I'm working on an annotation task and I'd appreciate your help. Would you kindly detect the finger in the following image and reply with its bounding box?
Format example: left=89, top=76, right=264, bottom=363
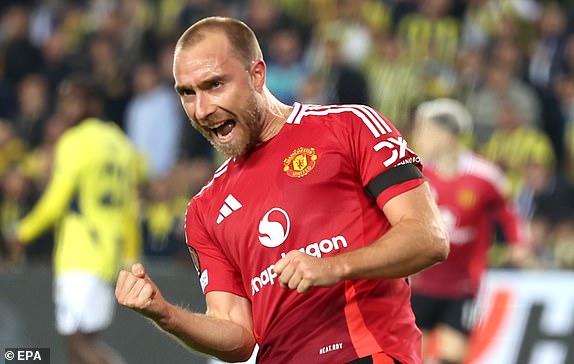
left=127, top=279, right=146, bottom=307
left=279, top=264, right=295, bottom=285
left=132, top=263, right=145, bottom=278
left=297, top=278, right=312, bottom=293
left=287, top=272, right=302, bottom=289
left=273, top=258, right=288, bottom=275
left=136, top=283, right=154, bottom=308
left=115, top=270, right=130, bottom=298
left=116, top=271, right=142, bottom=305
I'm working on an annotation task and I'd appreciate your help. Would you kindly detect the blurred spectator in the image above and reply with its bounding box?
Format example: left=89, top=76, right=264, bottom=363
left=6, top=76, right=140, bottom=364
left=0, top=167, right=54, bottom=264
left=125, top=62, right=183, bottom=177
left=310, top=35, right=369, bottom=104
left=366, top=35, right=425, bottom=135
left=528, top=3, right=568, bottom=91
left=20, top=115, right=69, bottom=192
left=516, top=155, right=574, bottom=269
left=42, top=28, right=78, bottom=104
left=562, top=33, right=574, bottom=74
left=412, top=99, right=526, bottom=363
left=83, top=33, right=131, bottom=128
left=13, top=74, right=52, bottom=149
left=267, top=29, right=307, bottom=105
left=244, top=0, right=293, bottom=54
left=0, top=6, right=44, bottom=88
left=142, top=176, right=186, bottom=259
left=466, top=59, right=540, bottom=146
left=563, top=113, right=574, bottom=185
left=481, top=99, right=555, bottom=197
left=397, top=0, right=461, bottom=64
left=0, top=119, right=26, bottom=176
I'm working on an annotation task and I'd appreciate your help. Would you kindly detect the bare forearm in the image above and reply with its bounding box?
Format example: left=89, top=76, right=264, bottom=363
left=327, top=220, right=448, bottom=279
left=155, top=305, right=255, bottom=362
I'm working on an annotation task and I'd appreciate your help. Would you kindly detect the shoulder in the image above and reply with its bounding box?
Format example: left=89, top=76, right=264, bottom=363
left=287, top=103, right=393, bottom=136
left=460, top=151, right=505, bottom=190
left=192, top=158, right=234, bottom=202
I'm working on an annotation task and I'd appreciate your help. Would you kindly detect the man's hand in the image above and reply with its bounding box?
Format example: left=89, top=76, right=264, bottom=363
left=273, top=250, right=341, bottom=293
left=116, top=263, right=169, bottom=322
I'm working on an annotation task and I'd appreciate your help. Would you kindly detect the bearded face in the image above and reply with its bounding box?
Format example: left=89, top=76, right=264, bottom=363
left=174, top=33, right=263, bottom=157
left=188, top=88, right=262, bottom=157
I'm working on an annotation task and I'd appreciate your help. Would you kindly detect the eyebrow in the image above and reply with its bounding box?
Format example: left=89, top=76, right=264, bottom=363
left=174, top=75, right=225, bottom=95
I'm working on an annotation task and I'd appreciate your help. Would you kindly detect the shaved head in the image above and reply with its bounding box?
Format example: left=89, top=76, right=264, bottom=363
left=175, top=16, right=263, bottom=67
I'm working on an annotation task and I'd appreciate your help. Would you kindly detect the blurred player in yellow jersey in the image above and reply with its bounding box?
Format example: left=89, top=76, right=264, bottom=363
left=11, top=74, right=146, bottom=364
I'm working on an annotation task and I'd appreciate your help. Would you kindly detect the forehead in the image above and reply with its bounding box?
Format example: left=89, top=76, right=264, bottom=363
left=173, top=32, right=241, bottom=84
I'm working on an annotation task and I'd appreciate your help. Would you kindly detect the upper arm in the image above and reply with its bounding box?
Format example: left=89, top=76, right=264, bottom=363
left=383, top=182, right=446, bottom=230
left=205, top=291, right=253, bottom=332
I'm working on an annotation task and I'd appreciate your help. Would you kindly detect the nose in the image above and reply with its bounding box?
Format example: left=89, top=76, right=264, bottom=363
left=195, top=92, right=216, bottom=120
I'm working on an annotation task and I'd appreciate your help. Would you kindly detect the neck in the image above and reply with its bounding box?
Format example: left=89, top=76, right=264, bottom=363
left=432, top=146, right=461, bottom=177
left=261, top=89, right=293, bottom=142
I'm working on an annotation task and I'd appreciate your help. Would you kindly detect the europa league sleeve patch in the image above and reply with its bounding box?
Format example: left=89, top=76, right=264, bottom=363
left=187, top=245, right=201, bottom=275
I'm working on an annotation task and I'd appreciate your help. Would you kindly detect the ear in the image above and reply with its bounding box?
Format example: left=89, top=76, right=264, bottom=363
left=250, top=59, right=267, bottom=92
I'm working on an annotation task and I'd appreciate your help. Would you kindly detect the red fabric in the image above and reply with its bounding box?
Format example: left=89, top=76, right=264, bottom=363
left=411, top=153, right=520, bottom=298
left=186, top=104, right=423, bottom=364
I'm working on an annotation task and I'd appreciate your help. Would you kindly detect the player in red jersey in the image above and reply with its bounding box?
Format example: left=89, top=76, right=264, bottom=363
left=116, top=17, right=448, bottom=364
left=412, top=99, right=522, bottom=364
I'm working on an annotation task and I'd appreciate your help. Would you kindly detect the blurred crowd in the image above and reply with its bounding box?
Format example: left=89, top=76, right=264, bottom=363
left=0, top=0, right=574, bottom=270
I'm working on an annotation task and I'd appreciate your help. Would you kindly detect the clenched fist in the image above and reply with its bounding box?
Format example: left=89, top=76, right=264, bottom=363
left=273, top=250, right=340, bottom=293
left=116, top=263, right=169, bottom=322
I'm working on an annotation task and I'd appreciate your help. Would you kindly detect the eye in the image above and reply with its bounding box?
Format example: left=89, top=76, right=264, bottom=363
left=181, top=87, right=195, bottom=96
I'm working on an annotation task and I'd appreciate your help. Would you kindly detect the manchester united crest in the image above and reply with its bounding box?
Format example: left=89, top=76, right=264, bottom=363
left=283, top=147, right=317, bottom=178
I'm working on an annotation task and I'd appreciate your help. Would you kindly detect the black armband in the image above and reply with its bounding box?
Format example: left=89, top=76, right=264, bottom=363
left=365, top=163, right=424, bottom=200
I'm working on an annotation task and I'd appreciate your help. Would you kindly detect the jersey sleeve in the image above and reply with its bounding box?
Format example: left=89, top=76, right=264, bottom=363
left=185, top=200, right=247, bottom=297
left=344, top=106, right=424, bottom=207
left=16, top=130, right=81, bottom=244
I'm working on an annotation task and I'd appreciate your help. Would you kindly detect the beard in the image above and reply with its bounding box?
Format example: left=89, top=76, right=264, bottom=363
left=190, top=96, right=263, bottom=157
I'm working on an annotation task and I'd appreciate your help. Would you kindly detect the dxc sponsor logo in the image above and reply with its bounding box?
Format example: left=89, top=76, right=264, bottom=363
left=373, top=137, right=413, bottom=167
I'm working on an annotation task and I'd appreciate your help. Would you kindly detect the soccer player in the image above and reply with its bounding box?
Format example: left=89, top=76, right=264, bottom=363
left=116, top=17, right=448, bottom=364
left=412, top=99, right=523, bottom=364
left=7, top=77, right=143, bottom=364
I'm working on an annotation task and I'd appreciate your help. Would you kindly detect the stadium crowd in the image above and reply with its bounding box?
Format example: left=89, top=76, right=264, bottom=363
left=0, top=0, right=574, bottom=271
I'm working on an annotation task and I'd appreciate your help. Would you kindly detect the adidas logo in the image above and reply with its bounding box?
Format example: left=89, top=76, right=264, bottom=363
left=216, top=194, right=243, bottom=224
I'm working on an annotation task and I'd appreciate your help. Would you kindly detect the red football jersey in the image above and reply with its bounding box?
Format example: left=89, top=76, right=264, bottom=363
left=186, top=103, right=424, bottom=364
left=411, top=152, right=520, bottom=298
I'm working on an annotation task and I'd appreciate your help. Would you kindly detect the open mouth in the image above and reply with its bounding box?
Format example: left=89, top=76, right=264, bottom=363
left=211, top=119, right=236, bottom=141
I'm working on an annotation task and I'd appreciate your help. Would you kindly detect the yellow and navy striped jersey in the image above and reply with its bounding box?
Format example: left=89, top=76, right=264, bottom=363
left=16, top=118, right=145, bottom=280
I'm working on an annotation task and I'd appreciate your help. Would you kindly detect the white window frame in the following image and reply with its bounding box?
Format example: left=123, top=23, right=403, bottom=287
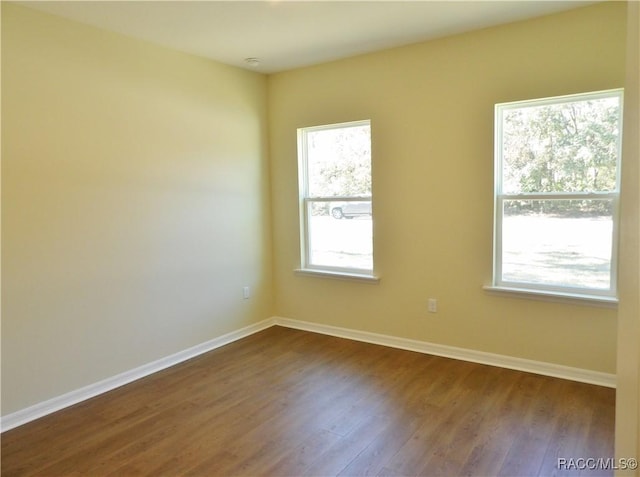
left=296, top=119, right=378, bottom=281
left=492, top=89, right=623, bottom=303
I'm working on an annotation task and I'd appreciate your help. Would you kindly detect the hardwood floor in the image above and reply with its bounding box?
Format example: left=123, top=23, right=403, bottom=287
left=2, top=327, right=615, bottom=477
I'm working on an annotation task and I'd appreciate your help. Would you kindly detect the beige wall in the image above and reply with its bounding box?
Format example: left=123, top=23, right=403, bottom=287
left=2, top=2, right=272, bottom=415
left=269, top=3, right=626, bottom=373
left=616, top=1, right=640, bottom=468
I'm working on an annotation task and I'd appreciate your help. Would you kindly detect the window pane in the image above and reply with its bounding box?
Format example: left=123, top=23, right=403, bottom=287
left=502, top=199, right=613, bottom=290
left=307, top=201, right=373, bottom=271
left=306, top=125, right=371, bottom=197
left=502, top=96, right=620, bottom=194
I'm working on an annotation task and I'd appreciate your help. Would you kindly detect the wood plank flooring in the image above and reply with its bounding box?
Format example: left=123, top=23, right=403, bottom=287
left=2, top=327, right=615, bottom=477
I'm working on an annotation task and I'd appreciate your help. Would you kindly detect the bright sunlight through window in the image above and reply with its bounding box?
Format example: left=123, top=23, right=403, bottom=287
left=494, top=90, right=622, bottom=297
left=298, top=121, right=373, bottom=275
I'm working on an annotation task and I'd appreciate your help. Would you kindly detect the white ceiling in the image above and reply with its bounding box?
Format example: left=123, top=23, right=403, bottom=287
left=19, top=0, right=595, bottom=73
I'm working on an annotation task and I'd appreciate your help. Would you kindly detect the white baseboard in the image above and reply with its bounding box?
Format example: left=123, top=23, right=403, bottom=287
----
## EXERCISE GOAL
Can you retype, word for word, the lines of the listing starting at the line containing "detect the eyebrow" and ending at the line containing "left=261, top=89, right=293, bottom=142", both of those lines included?

## OUTPUT FOR THIS TASK
I'm working on an annotation task and I'd appreciate your help. Would you kindly detect the eyebrow in the image above and reply with its bounding box?
Format example: left=89, top=76, right=264, bottom=363
left=174, top=75, right=225, bottom=95
I'm working on an annotation task and I'd appreciate your help. Would you kindly detect the shaved head in the image above and reply with its bounding box?
Format example: left=89, top=76, right=264, bottom=363
left=175, top=16, right=263, bottom=67
I'm working on an annotation task and I'd appreciate your help. Would you kindly detect the blurred player in yellow jersey in the image above and reply with its bounding box?
Format example: left=89, top=76, right=264, bottom=363
left=11, top=74, right=146, bottom=364
I'm working on an annotation task and I'd appreciate your help. Would you kindly detect the forehead in the image above and reply with its bounding box?
Format example: left=89, top=76, right=264, bottom=363
left=173, top=32, right=241, bottom=84
I'm working on an annotation task and I'd appreciate your help. Would you kindly detect the upper arm in the image above and reply with its bounding box?
Format example: left=89, top=76, right=264, bottom=363
left=383, top=182, right=446, bottom=230
left=205, top=291, right=253, bottom=332
I'm working on an annotation task and I'd appreciate your help. Would you kindly detect the nose in the image above and reply with its bounding box?
Format example: left=89, top=76, right=264, bottom=363
left=195, top=92, right=216, bottom=120
I'm working on an annotation task and I'd appreciate your help. Would you kindly detect the neck in the image above and reply with its bounding box?
Format example: left=89, top=76, right=264, bottom=363
left=432, top=146, right=461, bottom=177
left=261, top=89, right=293, bottom=142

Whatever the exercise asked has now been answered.